Let me…! Let me burst out with all those moments when I hate you! And how I hate you…how maddeningly overwhelmingly furiously I hate you! But hating you is like banging my head on a dumb wall, if I expect you to please and plead, oh I can’t live in a fool’s paradise, you don’t, you won’t….is it because you know I wouldn’t go anywhere, always come back to you, is it because I’m so predictable, is it because you know a little bit of provocation and I’d rush and melt into your arms! The feeling is infuriating sometimes, that I love you, that it numbs my senses, that it makes every other thing meaningless! The point is I’m not sure you feel this way!

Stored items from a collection
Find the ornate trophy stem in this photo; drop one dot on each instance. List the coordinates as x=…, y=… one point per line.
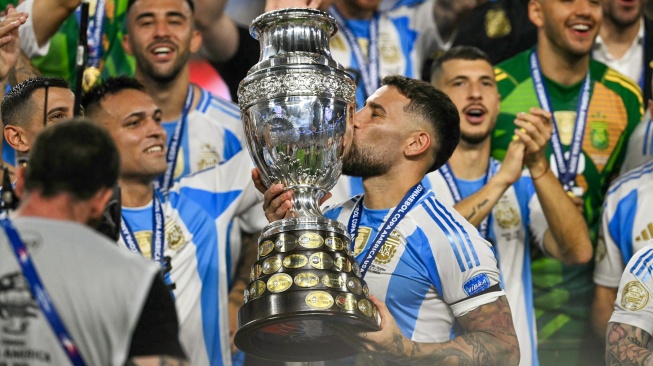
x=305, y=287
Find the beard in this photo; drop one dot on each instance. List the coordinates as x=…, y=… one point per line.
x=362, y=162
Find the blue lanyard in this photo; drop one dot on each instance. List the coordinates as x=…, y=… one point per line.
x=165, y=181
x=455, y=192
x=369, y=68
x=567, y=167
x=40, y=294
x=95, y=31
x=157, y=233
x=413, y=195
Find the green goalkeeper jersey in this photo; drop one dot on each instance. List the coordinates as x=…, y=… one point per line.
x=563, y=294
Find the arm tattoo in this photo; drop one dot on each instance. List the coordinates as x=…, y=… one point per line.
x=490, y=339
x=627, y=345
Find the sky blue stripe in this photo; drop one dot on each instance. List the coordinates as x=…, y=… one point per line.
x=457, y=224
x=448, y=233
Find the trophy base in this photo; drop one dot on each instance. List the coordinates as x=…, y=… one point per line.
x=306, y=298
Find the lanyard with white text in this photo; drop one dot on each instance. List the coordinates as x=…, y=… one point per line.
x=157, y=233
x=369, y=68
x=567, y=167
x=95, y=31
x=40, y=294
x=457, y=197
x=165, y=181
x=413, y=195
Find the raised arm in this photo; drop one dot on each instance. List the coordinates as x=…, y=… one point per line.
x=567, y=238
x=476, y=207
x=489, y=339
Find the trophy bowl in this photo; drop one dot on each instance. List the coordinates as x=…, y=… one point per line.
x=305, y=288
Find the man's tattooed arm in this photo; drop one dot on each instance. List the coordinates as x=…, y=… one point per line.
x=489, y=339
x=627, y=345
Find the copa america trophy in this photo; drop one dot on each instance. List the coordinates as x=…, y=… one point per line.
x=305, y=286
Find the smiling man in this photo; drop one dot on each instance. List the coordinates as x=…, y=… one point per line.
x=594, y=110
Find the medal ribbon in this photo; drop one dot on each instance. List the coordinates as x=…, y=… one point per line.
x=413, y=195
x=40, y=294
x=567, y=167
x=95, y=31
x=165, y=181
x=369, y=68
x=157, y=233
x=457, y=197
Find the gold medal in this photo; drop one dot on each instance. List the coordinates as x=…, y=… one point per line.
x=257, y=289
x=90, y=78
x=265, y=248
x=354, y=285
x=311, y=240
x=342, y=264
x=365, y=306
x=271, y=265
x=295, y=261
x=334, y=243
x=321, y=260
x=306, y=279
x=333, y=280
x=285, y=243
x=346, y=301
x=279, y=282
x=319, y=300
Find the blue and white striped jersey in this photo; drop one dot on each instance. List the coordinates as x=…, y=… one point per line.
x=407, y=36
x=429, y=268
x=626, y=223
x=640, y=145
x=633, y=305
x=515, y=218
x=191, y=244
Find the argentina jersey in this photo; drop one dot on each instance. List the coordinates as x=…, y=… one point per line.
x=640, y=144
x=633, y=305
x=516, y=218
x=626, y=223
x=211, y=135
x=407, y=35
x=190, y=240
x=429, y=268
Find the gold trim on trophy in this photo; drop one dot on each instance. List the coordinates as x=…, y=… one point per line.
x=321, y=260
x=265, y=248
x=307, y=279
x=346, y=301
x=271, y=265
x=319, y=300
x=295, y=261
x=333, y=280
x=365, y=306
x=285, y=243
x=279, y=282
x=334, y=243
x=342, y=264
x=311, y=240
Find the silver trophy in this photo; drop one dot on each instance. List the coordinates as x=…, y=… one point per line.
x=305, y=289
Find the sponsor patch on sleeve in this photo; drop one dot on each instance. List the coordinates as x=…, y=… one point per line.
x=476, y=284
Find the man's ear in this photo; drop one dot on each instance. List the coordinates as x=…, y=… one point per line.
x=418, y=143
x=16, y=137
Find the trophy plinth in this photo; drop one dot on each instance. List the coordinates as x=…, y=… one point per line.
x=305, y=286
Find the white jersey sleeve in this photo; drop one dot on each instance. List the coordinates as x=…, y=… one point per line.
x=633, y=305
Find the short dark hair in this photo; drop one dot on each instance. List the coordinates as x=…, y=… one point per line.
x=91, y=100
x=191, y=3
x=434, y=106
x=18, y=106
x=74, y=157
x=469, y=53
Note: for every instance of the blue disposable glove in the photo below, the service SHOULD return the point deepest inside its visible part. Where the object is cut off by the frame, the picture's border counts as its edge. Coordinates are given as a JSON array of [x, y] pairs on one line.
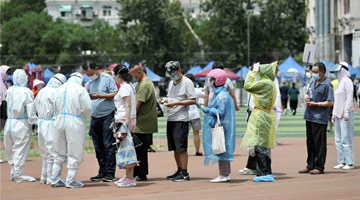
[[304, 84], [206, 109]]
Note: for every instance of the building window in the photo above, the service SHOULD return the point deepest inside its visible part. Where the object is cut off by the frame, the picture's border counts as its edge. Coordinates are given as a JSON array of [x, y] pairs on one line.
[[107, 11], [346, 6]]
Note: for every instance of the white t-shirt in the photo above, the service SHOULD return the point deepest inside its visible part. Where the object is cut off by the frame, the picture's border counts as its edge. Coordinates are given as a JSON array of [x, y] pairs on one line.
[[228, 85], [125, 90], [194, 111]]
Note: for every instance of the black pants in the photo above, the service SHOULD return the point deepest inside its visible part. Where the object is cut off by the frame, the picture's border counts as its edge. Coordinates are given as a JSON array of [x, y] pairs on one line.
[[316, 145], [142, 155], [260, 162], [284, 103], [103, 138], [293, 106]]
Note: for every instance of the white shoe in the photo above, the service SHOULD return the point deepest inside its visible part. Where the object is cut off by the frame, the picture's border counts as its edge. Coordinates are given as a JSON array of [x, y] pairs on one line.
[[339, 166], [219, 179], [247, 171], [348, 167]]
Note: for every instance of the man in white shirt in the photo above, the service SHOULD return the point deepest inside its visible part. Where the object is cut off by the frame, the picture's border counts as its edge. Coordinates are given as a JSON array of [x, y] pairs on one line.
[[228, 85], [194, 114]]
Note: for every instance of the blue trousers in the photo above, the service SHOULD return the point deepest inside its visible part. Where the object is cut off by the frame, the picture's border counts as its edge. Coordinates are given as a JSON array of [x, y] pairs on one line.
[[102, 137]]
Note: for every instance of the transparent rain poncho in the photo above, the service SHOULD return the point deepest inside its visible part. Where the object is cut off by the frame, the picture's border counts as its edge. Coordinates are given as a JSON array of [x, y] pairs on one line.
[[223, 104], [261, 126]]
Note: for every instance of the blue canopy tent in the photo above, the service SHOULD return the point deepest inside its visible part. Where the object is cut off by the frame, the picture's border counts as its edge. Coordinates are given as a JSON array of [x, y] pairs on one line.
[[243, 72], [289, 68], [194, 70], [355, 73], [154, 77], [47, 75]]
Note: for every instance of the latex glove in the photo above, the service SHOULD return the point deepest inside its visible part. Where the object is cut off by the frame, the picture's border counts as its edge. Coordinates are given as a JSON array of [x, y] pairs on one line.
[[206, 109], [304, 84]]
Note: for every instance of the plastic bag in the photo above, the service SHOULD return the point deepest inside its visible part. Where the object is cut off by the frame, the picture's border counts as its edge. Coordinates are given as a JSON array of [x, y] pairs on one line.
[[126, 155], [218, 138]]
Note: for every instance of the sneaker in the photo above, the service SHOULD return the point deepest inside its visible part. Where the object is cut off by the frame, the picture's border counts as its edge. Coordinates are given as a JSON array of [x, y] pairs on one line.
[[120, 181], [99, 177], [61, 183], [219, 179], [339, 166], [347, 167], [128, 183], [138, 178], [247, 171], [109, 178], [173, 176], [181, 177]]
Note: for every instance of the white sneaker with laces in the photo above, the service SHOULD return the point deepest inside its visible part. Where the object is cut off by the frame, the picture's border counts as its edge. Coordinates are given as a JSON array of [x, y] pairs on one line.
[[247, 171], [347, 167], [339, 166]]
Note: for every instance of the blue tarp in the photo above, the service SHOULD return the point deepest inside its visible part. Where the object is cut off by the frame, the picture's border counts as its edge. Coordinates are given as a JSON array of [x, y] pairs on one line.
[[126, 64], [244, 70], [47, 75], [290, 65], [154, 77], [194, 70], [209, 65], [355, 73]]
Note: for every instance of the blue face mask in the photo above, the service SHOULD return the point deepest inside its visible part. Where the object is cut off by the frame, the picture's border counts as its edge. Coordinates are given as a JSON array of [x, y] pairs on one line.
[[316, 77], [174, 78]]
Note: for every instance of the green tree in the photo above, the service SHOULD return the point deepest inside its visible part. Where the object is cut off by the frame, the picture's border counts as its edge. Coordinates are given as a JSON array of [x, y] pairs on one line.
[[16, 8], [150, 30], [22, 36]]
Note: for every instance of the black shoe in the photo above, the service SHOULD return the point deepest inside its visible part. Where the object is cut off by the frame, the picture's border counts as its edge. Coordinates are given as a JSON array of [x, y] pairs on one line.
[[151, 150], [181, 177], [137, 178], [198, 154], [99, 177], [173, 176], [109, 178]]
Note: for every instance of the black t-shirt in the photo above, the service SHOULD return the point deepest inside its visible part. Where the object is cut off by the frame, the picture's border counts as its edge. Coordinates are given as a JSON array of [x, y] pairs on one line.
[[283, 91], [162, 89]]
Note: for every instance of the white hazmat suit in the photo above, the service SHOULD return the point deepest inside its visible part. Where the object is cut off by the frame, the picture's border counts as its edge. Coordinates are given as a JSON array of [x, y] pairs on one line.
[[46, 125], [21, 113], [71, 104]]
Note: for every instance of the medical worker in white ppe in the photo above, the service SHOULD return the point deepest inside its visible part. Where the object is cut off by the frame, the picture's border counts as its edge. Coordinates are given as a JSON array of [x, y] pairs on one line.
[[17, 131], [46, 125], [71, 104]]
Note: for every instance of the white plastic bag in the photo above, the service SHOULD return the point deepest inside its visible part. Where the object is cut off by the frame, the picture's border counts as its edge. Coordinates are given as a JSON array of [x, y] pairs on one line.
[[218, 138]]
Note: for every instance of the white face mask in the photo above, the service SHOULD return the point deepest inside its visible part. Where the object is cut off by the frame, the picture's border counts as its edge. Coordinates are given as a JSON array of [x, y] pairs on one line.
[[94, 77]]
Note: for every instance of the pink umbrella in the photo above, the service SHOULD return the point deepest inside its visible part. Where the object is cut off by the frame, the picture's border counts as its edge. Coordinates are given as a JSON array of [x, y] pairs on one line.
[[40, 77], [32, 77], [26, 68]]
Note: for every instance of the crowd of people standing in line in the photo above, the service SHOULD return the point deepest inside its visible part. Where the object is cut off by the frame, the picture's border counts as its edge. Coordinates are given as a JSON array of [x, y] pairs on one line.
[[62, 106]]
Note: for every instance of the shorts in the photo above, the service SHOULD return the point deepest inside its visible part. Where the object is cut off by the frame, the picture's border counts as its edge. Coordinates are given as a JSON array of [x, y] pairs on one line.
[[195, 124], [177, 136]]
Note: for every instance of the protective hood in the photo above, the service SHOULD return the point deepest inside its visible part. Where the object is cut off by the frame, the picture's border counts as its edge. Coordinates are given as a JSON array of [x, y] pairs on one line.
[[343, 73], [76, 77], [267, 71], [3, 78], [20, 78], [57, 80]]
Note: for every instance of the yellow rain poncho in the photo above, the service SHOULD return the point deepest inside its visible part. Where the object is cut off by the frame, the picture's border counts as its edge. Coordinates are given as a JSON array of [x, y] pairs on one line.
[[261, 126]]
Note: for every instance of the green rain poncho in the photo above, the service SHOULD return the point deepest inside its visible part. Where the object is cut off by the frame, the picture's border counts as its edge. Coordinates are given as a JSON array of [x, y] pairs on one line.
[[261, 126]]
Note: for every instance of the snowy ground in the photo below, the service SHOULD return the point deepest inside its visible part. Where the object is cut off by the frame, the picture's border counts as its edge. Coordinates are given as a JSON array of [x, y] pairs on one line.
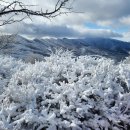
[[64, 92]]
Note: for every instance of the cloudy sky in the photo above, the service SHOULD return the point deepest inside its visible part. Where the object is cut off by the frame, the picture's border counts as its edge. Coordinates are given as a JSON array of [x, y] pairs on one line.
[[96, 18]]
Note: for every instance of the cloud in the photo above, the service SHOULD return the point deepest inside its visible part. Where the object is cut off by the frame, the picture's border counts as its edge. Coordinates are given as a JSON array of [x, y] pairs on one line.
[[111, 14]]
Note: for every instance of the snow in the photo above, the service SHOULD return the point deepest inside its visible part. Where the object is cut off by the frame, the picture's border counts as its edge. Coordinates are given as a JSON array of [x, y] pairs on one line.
[[64, 92]]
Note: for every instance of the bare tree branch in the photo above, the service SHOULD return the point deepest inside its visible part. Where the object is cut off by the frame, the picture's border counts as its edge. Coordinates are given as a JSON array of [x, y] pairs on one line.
[[17, 8]]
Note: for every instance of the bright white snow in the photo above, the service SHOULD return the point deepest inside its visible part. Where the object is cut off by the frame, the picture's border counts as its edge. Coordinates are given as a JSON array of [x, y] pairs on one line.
[[64, 92]]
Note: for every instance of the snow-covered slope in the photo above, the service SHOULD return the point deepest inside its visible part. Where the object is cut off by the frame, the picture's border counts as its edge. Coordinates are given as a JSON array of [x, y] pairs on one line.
[[38, 48], [64, 92]]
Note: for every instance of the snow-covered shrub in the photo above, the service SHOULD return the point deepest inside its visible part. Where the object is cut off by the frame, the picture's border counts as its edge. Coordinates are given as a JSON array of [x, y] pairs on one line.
[[65, 92]]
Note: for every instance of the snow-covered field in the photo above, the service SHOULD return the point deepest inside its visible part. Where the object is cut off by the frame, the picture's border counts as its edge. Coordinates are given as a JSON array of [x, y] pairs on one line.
[[64, 92]]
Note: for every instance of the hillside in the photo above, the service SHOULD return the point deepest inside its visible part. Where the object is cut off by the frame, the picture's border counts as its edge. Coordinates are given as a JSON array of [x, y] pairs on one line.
[[38, 48], [64, 92]]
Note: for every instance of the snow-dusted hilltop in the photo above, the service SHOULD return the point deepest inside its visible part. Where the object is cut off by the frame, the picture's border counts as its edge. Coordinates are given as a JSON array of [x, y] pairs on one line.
[[38, 48], [64, 92]]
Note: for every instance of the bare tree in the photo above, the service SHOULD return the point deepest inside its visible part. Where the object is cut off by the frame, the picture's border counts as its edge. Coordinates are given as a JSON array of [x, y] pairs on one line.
[[17, 8]]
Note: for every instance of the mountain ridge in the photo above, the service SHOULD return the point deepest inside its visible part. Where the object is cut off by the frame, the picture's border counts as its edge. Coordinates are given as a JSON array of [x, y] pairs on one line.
[[39, 47]]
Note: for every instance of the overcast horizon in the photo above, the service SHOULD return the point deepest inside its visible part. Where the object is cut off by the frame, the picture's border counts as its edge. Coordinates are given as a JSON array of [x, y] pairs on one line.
[[98, 18]]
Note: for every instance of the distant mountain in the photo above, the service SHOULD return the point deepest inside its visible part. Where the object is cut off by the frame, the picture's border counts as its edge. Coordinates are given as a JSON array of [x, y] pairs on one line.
[[38, 48]]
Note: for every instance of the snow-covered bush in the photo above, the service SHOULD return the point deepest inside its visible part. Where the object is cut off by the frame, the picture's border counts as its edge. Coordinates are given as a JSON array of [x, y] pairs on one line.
[[65, 92]]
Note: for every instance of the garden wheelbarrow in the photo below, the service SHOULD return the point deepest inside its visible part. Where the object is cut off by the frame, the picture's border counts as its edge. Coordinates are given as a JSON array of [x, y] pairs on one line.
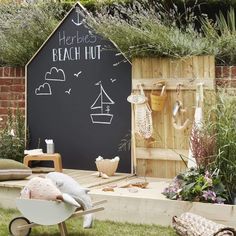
[[43, 212]]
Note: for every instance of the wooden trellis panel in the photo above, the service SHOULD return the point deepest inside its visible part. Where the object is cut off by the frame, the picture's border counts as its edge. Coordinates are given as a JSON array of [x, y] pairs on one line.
[[160, 157]]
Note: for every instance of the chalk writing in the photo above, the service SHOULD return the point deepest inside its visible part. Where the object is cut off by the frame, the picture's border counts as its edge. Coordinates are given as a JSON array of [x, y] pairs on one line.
[[77, 22], [92, 52], [68, 91], [77, 74], [44, 89], [112, 80], [68, 40], [66, 54], [55, 74]]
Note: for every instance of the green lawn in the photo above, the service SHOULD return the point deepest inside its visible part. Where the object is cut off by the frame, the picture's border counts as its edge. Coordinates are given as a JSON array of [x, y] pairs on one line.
[[100, 228]]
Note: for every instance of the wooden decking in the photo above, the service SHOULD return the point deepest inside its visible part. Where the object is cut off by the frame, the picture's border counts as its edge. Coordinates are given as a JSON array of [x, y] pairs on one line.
[[88, 179], [130, 204]]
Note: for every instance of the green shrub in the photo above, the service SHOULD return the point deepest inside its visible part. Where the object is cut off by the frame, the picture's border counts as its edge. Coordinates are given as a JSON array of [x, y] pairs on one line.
[[23, 29], [142, 30], [224, 126], [222, 34], [12, 137]]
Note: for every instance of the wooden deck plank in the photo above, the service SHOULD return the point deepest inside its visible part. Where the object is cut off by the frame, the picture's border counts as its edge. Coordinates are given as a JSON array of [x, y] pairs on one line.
[[83, 177]]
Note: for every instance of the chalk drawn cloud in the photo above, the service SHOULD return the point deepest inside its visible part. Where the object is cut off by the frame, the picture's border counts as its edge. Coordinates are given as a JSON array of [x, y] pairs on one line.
[[44, 89], [55, 74]]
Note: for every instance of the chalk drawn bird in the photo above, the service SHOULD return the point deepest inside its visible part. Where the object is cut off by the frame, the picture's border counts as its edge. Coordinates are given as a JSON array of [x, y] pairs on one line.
[[113, 80], [68, 91], [98, 83], [77, 74]]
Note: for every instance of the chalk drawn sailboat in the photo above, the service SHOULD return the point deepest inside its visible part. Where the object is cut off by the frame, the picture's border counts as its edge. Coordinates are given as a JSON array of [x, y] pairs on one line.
[[102, 103]]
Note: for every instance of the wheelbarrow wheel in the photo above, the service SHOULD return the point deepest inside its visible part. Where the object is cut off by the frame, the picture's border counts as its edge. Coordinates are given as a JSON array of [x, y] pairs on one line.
[[19, 221]]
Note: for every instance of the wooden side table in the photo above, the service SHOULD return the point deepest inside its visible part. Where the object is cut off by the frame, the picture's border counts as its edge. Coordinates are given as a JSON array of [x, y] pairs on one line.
[[56, 158]]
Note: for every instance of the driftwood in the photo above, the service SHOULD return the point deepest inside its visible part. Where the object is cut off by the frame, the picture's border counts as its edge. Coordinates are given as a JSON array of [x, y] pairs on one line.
[[137, 184], [189, 224]]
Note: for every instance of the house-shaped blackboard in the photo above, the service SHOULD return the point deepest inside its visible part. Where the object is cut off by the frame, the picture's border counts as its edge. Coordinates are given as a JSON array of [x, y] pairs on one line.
[[77, 95]]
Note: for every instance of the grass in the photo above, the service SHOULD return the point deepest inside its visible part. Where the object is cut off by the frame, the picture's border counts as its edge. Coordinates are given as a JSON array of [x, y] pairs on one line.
[[100, 228]]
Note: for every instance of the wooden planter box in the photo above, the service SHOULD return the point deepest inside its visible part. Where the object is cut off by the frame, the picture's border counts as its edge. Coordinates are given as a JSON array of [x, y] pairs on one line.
[[161, 158]]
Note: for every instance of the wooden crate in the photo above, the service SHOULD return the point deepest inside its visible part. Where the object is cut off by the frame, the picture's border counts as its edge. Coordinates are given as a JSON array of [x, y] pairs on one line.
[[161, 158]]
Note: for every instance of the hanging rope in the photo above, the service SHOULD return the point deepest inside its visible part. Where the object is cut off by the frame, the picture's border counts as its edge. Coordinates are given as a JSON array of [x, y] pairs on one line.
[[142, 114]]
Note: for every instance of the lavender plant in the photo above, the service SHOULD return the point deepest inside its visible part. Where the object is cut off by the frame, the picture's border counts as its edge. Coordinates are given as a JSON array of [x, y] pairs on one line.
[[197, 185]]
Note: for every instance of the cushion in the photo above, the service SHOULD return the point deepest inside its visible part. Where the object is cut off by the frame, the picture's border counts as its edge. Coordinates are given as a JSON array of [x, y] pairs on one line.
[[40, 188], [11, 170]]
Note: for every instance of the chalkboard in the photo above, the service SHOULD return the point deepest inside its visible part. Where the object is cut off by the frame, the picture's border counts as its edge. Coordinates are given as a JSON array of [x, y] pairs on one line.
[[77, 93]]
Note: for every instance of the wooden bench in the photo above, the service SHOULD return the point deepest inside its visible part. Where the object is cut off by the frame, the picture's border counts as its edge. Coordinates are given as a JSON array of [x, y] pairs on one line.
[[56, 158]]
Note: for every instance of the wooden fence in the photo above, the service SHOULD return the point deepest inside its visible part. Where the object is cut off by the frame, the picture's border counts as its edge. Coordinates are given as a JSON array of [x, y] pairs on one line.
[[160, 155]]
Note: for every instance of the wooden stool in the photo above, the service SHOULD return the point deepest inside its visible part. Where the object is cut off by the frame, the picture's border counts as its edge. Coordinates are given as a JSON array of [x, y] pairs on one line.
[[56, 158]]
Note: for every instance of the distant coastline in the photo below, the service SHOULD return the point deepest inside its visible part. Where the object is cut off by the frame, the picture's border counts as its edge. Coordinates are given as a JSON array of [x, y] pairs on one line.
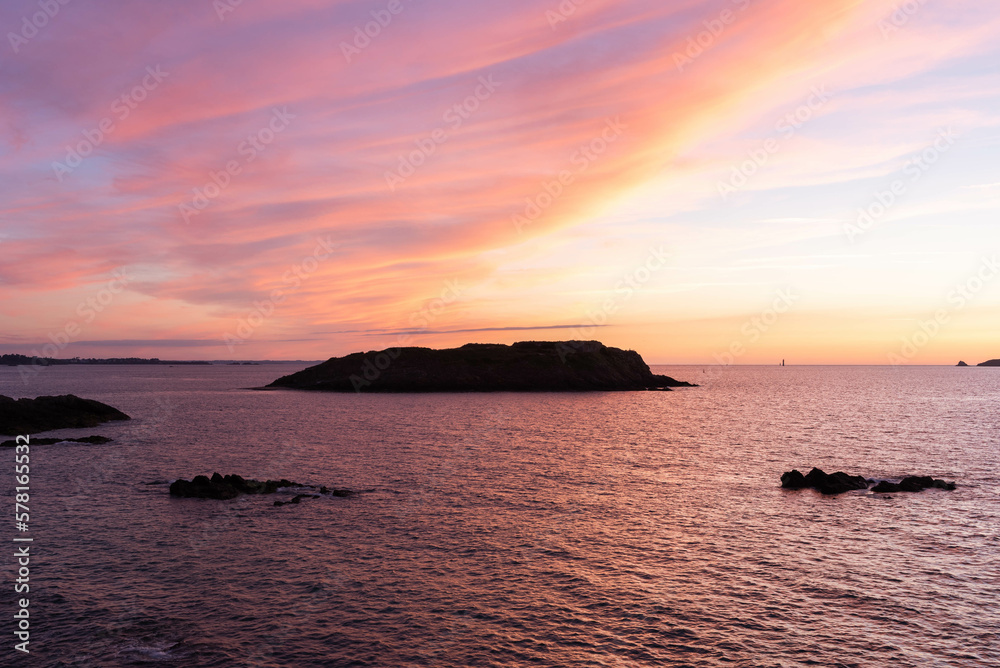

> _REQUEST_
Swap "wall" for "door" and write out the passage about loving and hating someone from "Let me…! Let" to "feel this way!".

> _EXPECTED OUTPUT_
Let me…! Let me burst out with all those moments when I hate you! And how I hate you…how maddeningly overwhelmingly furiously I hate you! But hating you is like banging my head on a dumb door, if I expect you to please and plead, oh I can’t live in a fool’s paradise, you don’t, you won’t….is it because you know I wouldn’t go anywhere, always come back to you, is it because I’m so predictable, is it because you know a little bit of provocation and I’d rush and melt into your arms! The feeling is infuriating sometimes, that I love you, that it numbs my senses, that it makes every other thing meaningless! The point is I’m not sure you feel this way!